Data items
* * * *
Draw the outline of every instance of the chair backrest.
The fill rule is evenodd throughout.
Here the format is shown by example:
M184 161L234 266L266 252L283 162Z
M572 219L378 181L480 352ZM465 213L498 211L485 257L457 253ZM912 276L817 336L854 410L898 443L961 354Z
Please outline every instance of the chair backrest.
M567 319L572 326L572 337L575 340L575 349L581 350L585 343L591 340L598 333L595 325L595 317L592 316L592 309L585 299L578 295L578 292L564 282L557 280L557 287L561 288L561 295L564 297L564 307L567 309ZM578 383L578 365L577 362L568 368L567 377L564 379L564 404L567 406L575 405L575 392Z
* * * *
Count the lines in the items above that contain the string "every", treating uppercase and lowercase as different. Reply with the number only.

Answer to this task
2